• [Set problem 1]
In the page on non-pivotal cubics, copy everything from "Main Theorem" down to "swapping U and V.", putting "center" in place of "centre".
• [Set problem 2]
In the notation of the page on non-pivotal cubics, what does C(P) stand for?

Non-pivotal cubics with a given harmonic homology

Notation
For a given point P,
T(P) is the tripolar of P,
C(P) is the circumconic with perspector P,
I(P) is the incoic with perspector P.
For a fixed point W, P* is the image of P under the isoconjugation with pole W.

With hindsight, it appears that the most important result on the subject of non-pivotal
isocubics invariant under a harmonic homology can be stated as follows.

Main Theorem
Suppose that we have line L = T(X) and a point U not on L. Let h be the harmonic
homology with centre U and axis L = T(X).
Let V be any point on L. Let W be the pole of the isoconjugation swapping U and V.
Let R be the crosspoint of X and the tripole of UV. Then the cubic nK(W,R,U) is
(a) { M : VM, Vh(M), VU, L is a harmonic pencil },
(b) { M : VM, VM*, VU, L is a harmonic pencil },
(c) { M : V, M*, h(M) are collinear },
(d) { M : h(M*) = h(M)* }.

• [Extracted information]
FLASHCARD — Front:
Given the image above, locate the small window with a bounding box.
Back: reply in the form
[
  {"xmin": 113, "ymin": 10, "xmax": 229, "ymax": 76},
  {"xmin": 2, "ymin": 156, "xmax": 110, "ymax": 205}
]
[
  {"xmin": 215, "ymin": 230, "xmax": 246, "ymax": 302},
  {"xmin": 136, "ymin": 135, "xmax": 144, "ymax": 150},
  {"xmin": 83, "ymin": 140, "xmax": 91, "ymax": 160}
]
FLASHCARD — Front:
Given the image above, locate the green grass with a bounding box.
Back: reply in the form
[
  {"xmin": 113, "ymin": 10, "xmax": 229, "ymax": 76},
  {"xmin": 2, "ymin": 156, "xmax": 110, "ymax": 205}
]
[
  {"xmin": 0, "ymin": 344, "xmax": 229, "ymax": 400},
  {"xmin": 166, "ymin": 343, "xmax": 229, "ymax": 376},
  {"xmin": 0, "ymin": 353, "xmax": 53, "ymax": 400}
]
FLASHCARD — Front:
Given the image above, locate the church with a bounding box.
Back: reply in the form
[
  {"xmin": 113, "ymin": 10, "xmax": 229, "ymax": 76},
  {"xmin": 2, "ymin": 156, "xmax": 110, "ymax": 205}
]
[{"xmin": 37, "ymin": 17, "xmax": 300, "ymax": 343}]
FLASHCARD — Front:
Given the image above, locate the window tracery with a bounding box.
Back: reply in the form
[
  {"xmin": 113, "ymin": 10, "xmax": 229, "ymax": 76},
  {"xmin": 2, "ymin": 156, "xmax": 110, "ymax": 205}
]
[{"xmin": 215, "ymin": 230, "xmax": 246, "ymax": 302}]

• [Full response 1]
Main Theorem
Suppose that we have line L = T(X) and a point U not on L. Let h be the harmonic
homology with center U and axis L = T(X).
Let V be any point on L. Let W be the pole of the isoconjugation swapping U and V.

• [Full response 2]
The circumconic with perspector P.